Supplied information START

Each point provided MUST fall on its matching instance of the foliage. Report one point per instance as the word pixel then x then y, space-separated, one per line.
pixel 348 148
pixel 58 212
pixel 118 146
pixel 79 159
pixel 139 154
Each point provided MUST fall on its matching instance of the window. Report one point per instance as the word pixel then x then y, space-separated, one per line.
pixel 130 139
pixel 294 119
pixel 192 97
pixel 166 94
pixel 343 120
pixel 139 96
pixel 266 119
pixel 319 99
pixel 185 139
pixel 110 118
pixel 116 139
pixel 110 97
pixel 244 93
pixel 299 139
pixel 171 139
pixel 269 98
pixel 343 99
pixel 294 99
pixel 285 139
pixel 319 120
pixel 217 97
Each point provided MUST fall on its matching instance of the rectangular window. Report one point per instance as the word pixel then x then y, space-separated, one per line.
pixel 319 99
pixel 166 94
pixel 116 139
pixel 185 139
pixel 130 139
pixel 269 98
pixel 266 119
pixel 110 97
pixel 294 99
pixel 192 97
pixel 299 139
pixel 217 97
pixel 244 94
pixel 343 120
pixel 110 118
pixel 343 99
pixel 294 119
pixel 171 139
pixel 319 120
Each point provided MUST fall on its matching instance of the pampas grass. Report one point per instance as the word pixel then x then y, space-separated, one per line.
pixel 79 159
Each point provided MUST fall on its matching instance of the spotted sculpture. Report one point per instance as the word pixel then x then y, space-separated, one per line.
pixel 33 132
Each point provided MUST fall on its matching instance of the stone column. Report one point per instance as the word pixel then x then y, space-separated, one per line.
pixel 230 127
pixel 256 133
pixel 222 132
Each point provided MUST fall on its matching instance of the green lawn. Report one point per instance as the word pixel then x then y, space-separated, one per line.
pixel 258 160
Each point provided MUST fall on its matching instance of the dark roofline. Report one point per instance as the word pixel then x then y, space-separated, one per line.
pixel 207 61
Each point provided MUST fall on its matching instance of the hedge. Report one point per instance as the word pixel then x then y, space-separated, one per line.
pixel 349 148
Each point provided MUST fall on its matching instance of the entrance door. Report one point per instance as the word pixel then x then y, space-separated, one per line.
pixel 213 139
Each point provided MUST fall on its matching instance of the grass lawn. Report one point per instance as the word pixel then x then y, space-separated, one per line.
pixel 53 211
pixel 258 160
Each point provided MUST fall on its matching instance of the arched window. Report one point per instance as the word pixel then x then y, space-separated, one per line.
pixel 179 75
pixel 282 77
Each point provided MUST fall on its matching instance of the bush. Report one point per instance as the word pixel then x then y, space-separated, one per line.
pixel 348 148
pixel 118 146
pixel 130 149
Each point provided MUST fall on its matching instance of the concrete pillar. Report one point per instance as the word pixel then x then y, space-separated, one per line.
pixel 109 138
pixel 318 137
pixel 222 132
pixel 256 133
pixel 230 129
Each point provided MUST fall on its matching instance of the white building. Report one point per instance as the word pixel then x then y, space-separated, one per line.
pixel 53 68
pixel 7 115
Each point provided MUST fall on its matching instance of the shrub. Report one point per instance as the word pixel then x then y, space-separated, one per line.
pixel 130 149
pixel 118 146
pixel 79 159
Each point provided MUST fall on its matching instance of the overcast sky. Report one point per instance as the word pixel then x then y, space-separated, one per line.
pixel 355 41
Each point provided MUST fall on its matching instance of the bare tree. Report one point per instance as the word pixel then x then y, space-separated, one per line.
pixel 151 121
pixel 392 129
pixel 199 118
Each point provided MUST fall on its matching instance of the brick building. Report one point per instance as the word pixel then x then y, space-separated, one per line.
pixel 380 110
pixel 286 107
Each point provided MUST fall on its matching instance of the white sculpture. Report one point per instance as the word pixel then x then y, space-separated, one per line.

Supplied information END

- What is expected
Return every record above exactly as it appears.

- Solution for this problem
Each point provided MUST fall on its matching instance of the foliage. Report one point per instance as the word pixel then x then y, space-separated, one per line.
pixel 348 148
pixel 58 212
pixel 118 146
pixel 79 159
pixel 139 154
Each point provided MUST fall on its matching instance of the window. Report one point per instance as the word pixel then x then y, space-separated, one per line.
pixel 130 139
pixel 294 119
pixel 192 97
pixel 166 94
pixel 343 120
pixel 139 96
pixel 266 119
pixel 319 99
pixel 185 139
pixel 110 118
pixel 116 139
pixel 110 97
pixel 244 93
pixel 299 139
pixel 171 139
pixel 269 98
pixel 343 99
pixel 294 99
pixel 285 139
pixel 319 120
pixel 217 97
Each point provided MUST fall on its matching instance of the rectangular window. Report one point per instance as the word pixel then x then y, space-separated, one per line.
pixel 319 99
pixel 166 94
pixel 116 139
pixel 185 139
pixel 130 139
pixel 269 98
pixel 266 119
pixel 110 97
pixel 294 99
pixel 192 97
pixel 299 139
pixel 217 97
pixel 244 94
pixel 343 120
pixel 110 118
pixel 343 99
pixel 294 119
pixel 171 139
pixel 319 120
Each point provided MUST fall on its matching instance of the pampas grass. Report one point per instance as the word pixel then x then y, space-separated, one per line.
pixel 79 159
Each point provided MUST fall on its matching instance of the spotted sculpture. Report one point per instance as the word pixel then x then y, space-separated, one per line.
pixel 33 132
Each point provided MUST fall on its matching instance of the stone column. Report one point per instance as the word pixel then x then y, space-separated, one per line.
pixel 230 127
pixel 256 133
pixel 222 132
Each point provided MUST fall on its matching instance of the green lawn. Report one point per instance as the word pixel then x then y, space-separated, one per line.
pixel 258 160
Each point provided MUST fall on its matching instance of the dark roofline. Report one point per instance as the word pixel then x then y, space-separated, one per line.
pixel 207 61
Each point provided MUST fall on its matching instance of the hedge. Report one point per instance as the word pixel then x then y, space-separated, one per line.
pixel 349 148
Each point provided MUST fall on its matching instance of the entrance door. Report one point per instance as the word pixel then x then y, space-separated, one per line.
pixel 213 139
Each point provided MUST fall on its matching instance of the grass lawn. Report one point per instance as the word pixel then x then y, space-separated, one per line.
pixel 53 211
pixel 258 160
Each point provided MUST fall on its matching instance of the arched window. Report one point per instance as the word pixel then x then y, space-separated, one per line.
pixel 179 75
pixel 282 77
Each point provided MUST fall on its matching instance of the bush. Report one point per instance as the word pixel then x then y, space-separated, one per line.
pixel 348 148
pixel 118 146
pixel 130 149
Each point provided MUST fall on its matching instance of the concrete pillar. Report one point per instance as the word pixel then x then y, space-separated, one per line.
pixel 109 138
pixel 318 137
pixel 222 132
pixel 256 133
pixel 230 129
Each point provided MUST fall on its matching instance of the white building. Report one point per instance as the word pixel then x then y, space-separated, one per line.
pixel 53 68
pixel 7 115
Each point provided MUST fall on its matching instance of the shrub. Report one point per instance as the word pixel then x then y, space-separated, one per line.
pixel 130 149
pixel 118 146
pixel 79 159
Each point provided MUST fall on its matching instance of the overcast sky. Report one point per instance as the word pixel then x then y, space-separated, one per line.
pixel 355 41
Each point provided MUST fall on its matching instance of the bare tree. Report one point per instance as the word pixel then x then y, space-separated, one per line.
pixel 151 121
pixel 392 129
pixel 199 118
Each point provided MUST fall on its matching instance of the brick building. Report one point per instance as the word pixel then x then y, space-separated, one per line.
pixel 380 110
pixel 286 107
Each point provided MUST fall on its matching instance of the white sculpture. Report one point per instance as the word pixel then x then y, space-separated, one per line.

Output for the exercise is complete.